◆ Do this ◆
Rescale only the stretch of material starting with the line that contains "person in shop" and going on through the line that contains "(1245, 346)", both included. Write every line in that stretch out again, requests included, with each answer coordinate multiplied by 1.3 and rounded to a whole number, halves rounded up.
----
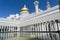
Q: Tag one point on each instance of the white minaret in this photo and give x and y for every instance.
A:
(36, 3)
(48, 5)
(24, 12)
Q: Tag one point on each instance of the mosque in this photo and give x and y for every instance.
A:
(48, 20)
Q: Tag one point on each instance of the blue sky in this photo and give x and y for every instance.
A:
(8, 7)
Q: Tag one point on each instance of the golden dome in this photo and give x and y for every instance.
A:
(24, 9)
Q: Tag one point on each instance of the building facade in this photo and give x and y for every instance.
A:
(48, 20)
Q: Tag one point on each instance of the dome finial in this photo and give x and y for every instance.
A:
(24, 6)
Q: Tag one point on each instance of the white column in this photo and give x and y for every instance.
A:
(36, 3)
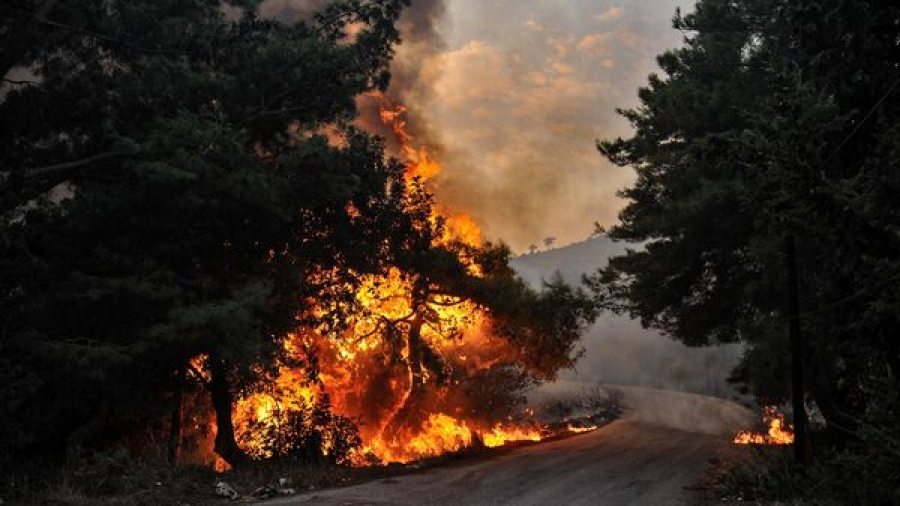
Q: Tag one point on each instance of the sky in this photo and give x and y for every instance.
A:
(512, 96)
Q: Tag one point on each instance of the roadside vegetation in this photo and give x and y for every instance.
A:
(766, 200)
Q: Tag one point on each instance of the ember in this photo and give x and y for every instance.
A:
(399, 368)
(779, 433)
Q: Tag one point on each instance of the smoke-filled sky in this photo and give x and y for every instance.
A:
(513, 95)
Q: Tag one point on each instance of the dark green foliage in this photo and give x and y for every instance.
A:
(191, 199)
(312, 433)
(176, 184)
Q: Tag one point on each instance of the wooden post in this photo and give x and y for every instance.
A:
(797, 390)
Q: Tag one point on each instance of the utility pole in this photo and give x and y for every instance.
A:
(797, 391)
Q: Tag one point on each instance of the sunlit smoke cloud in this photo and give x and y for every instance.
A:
(516, 99)
(511, 95)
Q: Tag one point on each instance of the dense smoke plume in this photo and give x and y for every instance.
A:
(511, 95)
(618, 350)
(516, 99)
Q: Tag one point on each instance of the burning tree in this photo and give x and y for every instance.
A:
(216, 229)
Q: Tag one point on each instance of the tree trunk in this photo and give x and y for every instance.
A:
(797, 390)
(174, 449)
(220, 394)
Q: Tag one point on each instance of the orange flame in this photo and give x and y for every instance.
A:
(779, 433)
(368, 372)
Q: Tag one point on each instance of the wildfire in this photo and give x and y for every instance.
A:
(499, 435)
(779, 433)
(580, 430)
(370, 370)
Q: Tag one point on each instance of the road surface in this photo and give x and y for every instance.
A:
(646, 458)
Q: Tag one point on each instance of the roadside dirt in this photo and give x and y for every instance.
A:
(650, 457)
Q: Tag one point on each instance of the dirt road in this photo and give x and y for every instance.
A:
(642, 459)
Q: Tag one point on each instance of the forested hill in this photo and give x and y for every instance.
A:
(617, 349)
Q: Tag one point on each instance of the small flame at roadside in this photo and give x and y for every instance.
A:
(779, 433)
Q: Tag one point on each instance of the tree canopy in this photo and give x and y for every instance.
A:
(774, 119)
(181, 179)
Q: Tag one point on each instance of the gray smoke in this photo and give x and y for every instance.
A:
(618, 350)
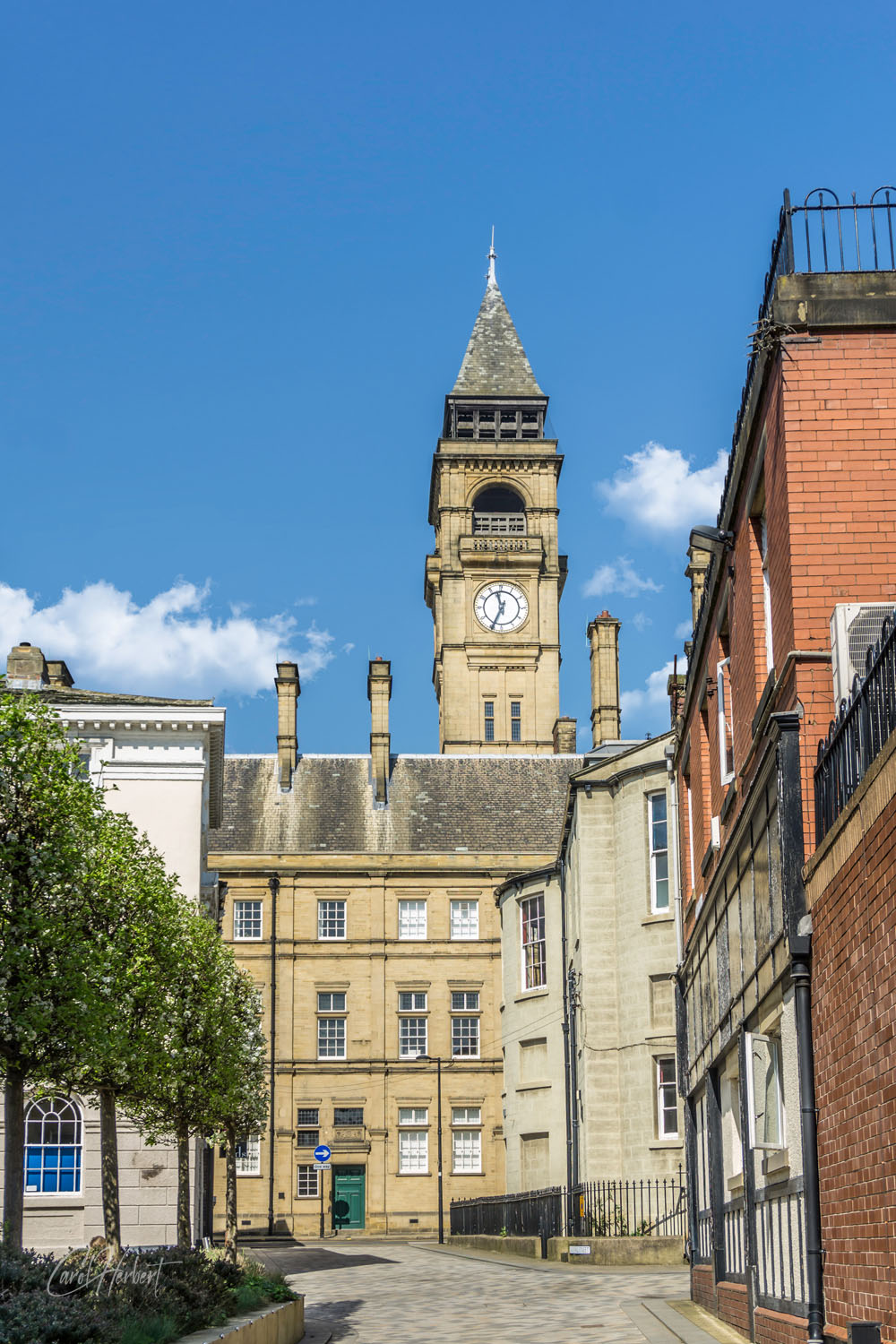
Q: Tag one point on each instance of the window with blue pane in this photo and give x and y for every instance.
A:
(53, 1147)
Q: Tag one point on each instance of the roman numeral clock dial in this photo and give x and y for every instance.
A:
(501, 607)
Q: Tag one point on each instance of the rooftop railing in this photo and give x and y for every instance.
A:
(858, 733)
(821, 236)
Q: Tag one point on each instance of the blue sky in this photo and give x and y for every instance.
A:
(244, 247)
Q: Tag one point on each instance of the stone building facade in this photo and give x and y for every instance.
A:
(805, 524)
(163, 765)
(589, 946)
(360, 889)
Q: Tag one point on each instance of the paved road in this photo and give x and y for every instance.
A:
(387, 1293)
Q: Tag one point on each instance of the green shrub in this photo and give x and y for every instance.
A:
(147, 1298)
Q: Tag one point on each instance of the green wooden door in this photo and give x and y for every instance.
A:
(349, 1185)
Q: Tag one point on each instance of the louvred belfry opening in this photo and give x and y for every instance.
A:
(495, 578)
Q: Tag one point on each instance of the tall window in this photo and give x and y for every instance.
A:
(726, 725)
(465, 919)
(411, 1037)
(466, 1144)
(308, 1133)
(306, 1185)
(766, 591)
(465, 1038)
(659, 854)
(53, 1147)
(349, 1116)
(331, 1029)
(331, 918)
(466, 1150)
(247, 919)
(413, 1144)
(667, 1098)
(249, 1155)
(411, 919)
(533, 954)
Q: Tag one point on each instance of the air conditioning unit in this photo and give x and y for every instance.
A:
(853, 628)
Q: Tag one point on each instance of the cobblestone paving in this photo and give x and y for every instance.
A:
(386, 1293)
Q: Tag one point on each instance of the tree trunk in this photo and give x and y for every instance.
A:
(185, 1231)
(230, 1196)
(109, 1168)
(13, 1158)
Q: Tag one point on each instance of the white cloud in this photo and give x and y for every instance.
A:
(653, 696)
(168, 647)
(619, 577)
(659, 489)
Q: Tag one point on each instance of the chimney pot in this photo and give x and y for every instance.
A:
(379, 691)
(288, 693)
(603, 637)
(26, 668)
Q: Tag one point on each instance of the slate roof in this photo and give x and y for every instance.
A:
(437, 804)
(495, 363)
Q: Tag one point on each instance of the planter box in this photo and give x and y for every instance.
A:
(618, 1250)
(281, 1322)
(530, 1246)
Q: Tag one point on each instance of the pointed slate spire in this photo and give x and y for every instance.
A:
(495, 363)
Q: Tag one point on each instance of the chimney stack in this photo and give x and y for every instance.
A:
(288, 693)
(26, 668)
(699, 559)
(564, 737)
(379, 691)
(603, 637)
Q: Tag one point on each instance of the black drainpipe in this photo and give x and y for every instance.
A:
(565, 1038)
(798, 927)
(274, 887)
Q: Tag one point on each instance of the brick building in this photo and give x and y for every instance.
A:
(805, 524)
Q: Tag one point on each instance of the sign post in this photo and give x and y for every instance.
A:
(322, 1164)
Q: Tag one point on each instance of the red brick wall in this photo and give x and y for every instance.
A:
(732, 1305)
(702, 1289)
(853, 1027)
(829, 470)
(777, 1328)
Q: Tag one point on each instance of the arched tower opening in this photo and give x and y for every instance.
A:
(498, 511)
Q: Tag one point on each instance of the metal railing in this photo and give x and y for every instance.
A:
(528, 1214)
(643, 1207)
(858, 733)
(780, 1277)
(820, 236)
(732, 1215)
(498, 524)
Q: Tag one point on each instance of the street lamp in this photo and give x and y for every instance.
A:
(437, 1059)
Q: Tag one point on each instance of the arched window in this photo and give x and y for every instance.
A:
(498, 511)
(53, 1147)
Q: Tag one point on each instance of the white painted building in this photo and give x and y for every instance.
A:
(161, 763)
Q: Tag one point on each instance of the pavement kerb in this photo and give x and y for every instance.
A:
(521, 1262)
(669, 1322)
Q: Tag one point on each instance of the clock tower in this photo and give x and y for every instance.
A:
(495, 580)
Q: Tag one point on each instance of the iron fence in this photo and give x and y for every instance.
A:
(820, 236)
(642, 1207)
(533, 1212)
(780, 1279)
(858, 731)
(732, 1215)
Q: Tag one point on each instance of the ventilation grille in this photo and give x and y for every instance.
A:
(853, 628)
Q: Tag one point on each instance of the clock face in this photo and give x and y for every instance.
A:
(501, 607)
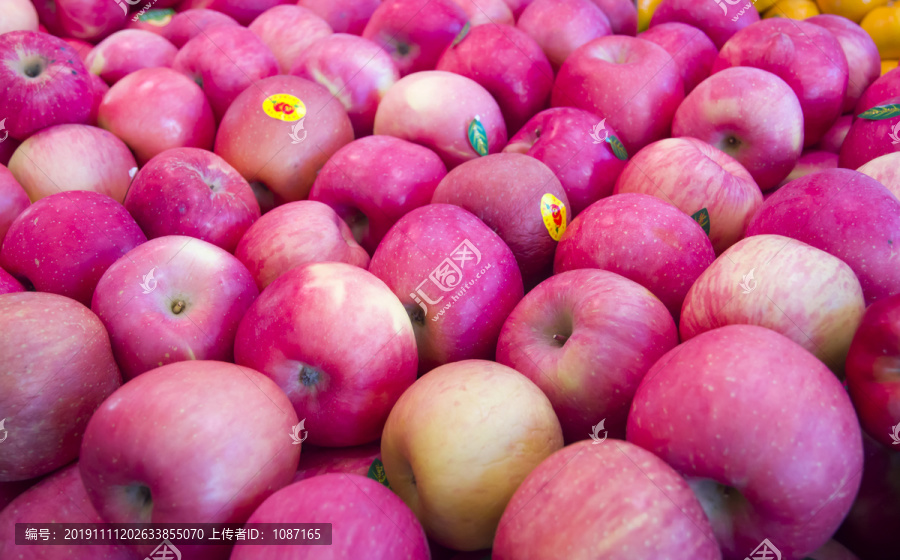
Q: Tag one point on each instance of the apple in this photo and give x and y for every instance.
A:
(65, 242)
(193, 192)
(415, 32)
(806, 56)
(45, 83)
(156, 109)
(509, 64)
(695, 176)
(374, 181)
(588, 174)
(416, 109)
(639, 236)
(845, 213)
(703, 408)
(495, 427)
(295, 234)
(58, 369)
(614, 486)
(367, 521)
(647, 93)
(73, 157)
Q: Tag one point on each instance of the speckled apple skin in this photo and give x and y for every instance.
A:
(58, 367)
(847, 214)
(710, 407)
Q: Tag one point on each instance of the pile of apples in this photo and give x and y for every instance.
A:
(465, 279)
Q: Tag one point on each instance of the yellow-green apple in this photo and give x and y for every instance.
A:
(295, 333)
(694, 176)
(355, 70)
(73, 157)
(588, 174)
(154, 451)
(708, 408)
(641, 238)
(374, 181)
(266, 137)
(193, 192)
(163, 101)
(613, 487)
(288, 30)
(845, 213)
(649, 87)
(415, 32)
(586, 338)
(295, 234)
(129, 50)
(519, 198)
(784, 285)
(189, 293)
(460, 441)
(416, 109)
(58, 367)
(806, 56)
(509, 64)
(367, 521)
(44, 83)
(456, 278)
(65, 242)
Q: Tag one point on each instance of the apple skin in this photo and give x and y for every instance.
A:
(806, 56)
(295, 334)
(193, 192)
(65, 242)
(367, 519)
(699, 409)
(639, 110)
(845, 213)
(178, 468)
(59, 367)
(374, 181)
(509, 64)
(60, 91)
(612, 485)
(692, 175)
(586, 338)
(73, 157)
(638, 236)
(159, 100)
(496, 426)
(260, 146)
(415, 109)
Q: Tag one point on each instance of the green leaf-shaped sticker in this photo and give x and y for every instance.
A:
(881, 113)
(478, 137)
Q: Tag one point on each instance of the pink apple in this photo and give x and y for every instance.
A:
(496, 426)
(457, 279)
(65, 242)
(45, 83)
(296, 333)
(58, 369)
(704, 408)
(649, 87)
(416, 109)
(614, 485)
(73, 157)
(189, 191)
(374, 181)
(266, 137)
(367, 521)
(845, 213)
(163, 101)
(509, 64)
(295, 234)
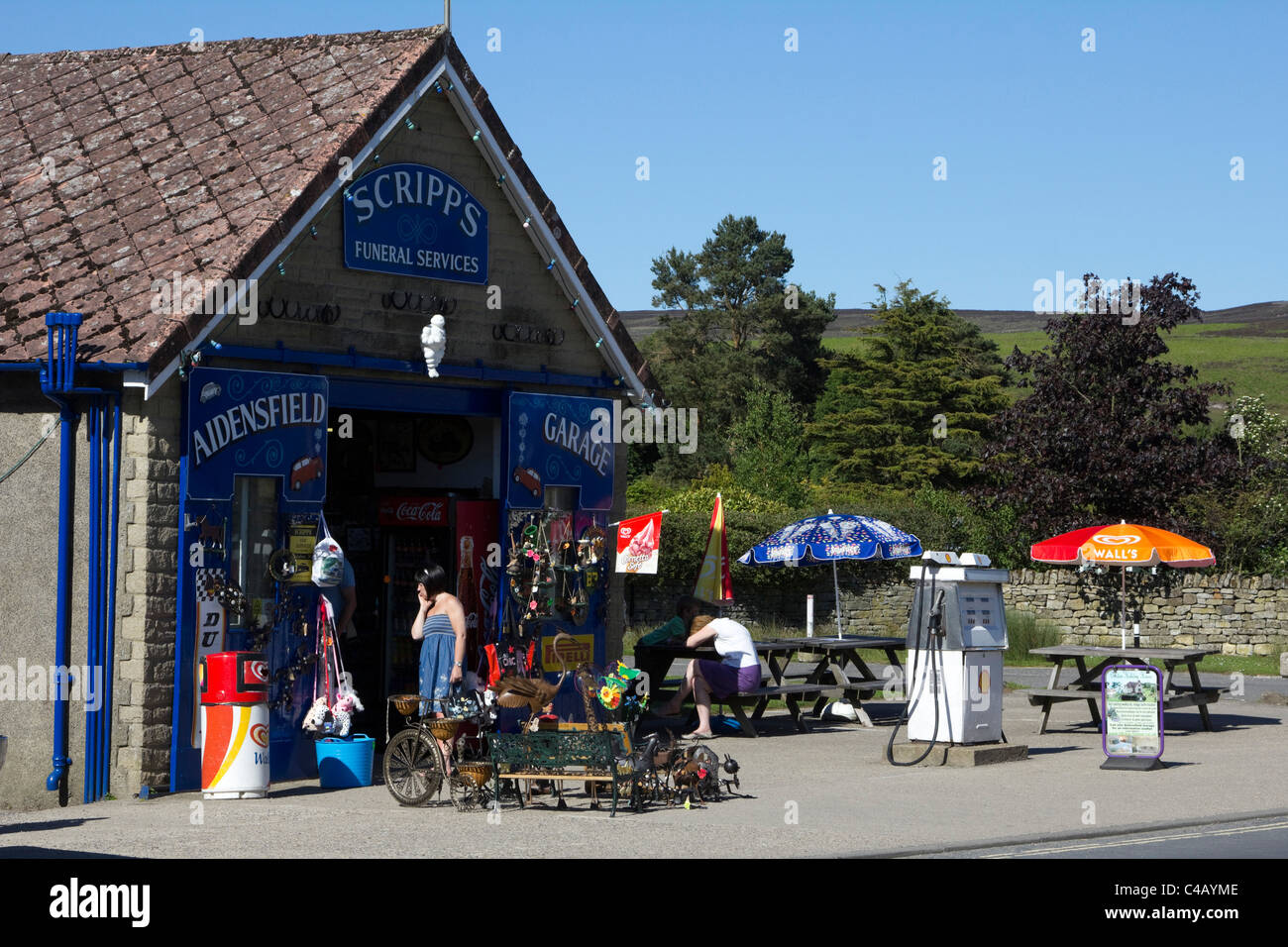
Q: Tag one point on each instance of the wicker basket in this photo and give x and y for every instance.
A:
(445, 728)
(406, 703)
(476, 772)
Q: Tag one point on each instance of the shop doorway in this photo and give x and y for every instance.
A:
(397, 483)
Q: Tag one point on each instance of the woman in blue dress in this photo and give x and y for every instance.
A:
(439, 626)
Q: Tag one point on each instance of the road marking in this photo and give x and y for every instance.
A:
(1085, 847)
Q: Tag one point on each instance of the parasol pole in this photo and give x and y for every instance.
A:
(836, 590)
(1124, 622)
(836, 587)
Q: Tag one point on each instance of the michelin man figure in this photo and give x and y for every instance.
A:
(433, 341)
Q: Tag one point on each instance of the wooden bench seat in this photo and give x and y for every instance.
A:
(581, 755)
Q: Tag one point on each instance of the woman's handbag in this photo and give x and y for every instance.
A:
(327, 558)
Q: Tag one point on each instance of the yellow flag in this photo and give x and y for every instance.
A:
(713, 585)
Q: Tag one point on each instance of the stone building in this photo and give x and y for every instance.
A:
(219, 272)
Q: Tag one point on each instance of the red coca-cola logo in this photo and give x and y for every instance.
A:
(412, 510)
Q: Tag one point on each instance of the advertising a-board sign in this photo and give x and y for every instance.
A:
(415, 221)
(1132, 711)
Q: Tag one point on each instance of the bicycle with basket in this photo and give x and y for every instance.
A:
(415, 767)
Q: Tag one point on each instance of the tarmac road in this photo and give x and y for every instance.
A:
(823, 793)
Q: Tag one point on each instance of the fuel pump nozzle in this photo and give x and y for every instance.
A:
(935, 620)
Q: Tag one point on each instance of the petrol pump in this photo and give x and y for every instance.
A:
(956, 638)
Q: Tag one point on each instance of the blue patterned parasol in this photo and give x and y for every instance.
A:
(828, 539)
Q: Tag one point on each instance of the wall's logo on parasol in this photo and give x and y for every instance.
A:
(1115, 540)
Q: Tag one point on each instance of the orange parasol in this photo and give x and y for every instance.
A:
(1124, 544)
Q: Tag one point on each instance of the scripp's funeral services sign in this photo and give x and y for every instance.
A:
(415, 221)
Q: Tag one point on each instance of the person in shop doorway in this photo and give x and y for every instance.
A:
(737, 672)
(439, 626)
(678, 628)
(344, 603)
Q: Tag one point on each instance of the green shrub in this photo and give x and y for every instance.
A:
(1024, 631)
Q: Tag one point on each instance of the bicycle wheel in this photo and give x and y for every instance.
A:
(413, 767)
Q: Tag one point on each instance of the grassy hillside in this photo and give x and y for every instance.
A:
(1250, 356)
(1245, 346)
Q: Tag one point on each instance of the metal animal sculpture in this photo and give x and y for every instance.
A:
(513, 690)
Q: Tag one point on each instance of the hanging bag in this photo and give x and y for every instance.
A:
(327, 558)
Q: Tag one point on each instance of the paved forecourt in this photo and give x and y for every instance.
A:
(825, 792)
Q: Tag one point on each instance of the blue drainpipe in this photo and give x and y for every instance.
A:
(56, 381)
(58, 377)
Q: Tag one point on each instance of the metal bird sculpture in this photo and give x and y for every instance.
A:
(535, 693)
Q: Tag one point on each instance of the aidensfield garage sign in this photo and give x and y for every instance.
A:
(415, 221)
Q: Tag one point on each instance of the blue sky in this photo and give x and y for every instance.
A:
(1116, 159)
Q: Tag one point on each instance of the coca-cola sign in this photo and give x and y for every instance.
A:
(413, 510)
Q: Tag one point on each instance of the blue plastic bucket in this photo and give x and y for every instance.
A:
(346, 762)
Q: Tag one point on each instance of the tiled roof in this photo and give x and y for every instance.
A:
(121, 166)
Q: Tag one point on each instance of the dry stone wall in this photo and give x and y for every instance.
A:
(1236, 615)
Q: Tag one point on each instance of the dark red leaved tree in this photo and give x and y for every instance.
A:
(1111, 429)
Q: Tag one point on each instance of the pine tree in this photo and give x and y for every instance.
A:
(913, 403)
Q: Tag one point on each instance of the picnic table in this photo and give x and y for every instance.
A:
(837, 669)
(1086, 684)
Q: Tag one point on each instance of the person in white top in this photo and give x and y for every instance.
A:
(737, 672)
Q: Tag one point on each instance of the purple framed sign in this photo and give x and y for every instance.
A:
(1132, 714)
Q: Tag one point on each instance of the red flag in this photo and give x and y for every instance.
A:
(638, 544)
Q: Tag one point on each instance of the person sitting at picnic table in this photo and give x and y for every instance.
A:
(735, 673)
(686, 609)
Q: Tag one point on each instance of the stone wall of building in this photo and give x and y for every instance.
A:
(147, 577)
(1237, 615)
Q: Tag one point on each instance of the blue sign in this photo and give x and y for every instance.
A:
(555, 442)
(257, 424)
(415, 221)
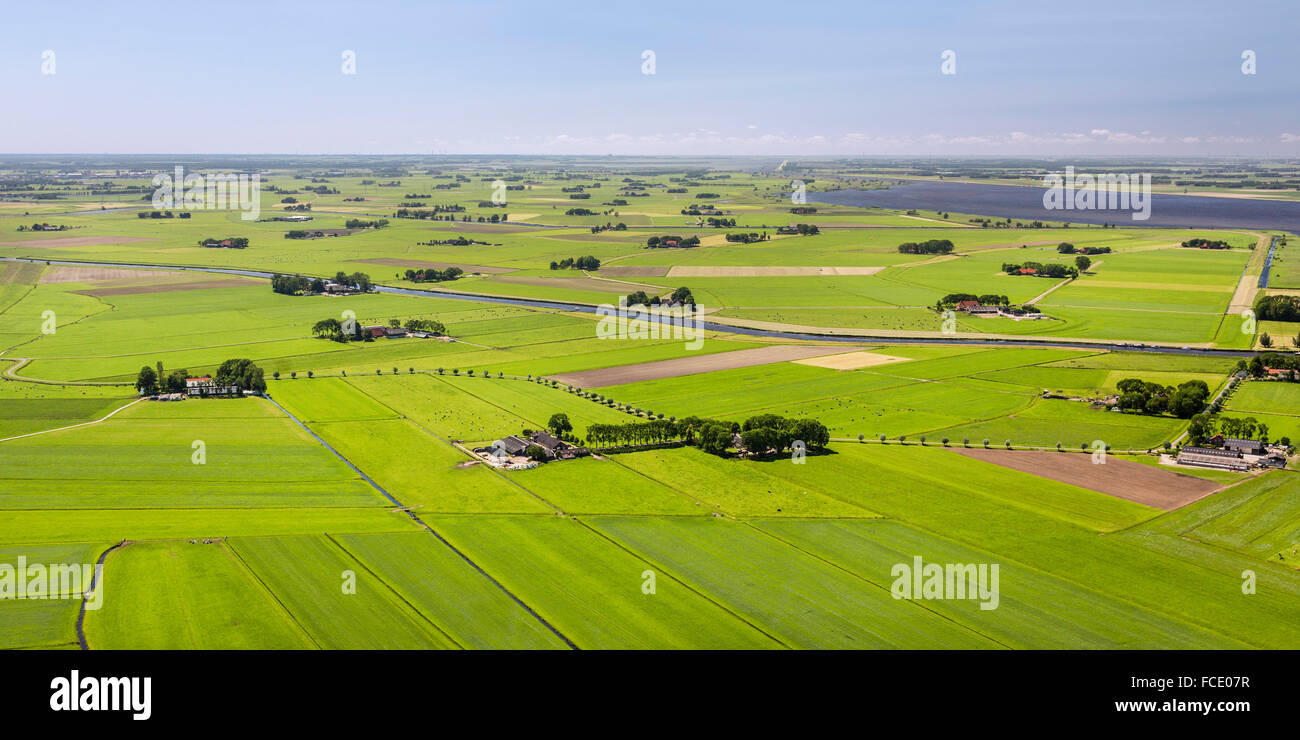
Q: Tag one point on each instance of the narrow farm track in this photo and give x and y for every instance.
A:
----
◆ Written response ◆
Q: Tag one point on each instance of the person in shop doorway in this photo and give x and y for every instance.
A:
(958, 874)
(571, 814)
(881, 816)
(447, 784)
Q: Tag one point on each instance of the green shrub in this photo and give x and y for every instance.
A:
(1331, 820)
Q: Tag one point on each instance of the bicycle wheel in this photo and give x and y for every instance.
A:
(537, 997)
Q: Tag one point on each instance of the grassy hillside in this photo and give x and y for every instance.
A:
(1625, 463)
(1619, 450)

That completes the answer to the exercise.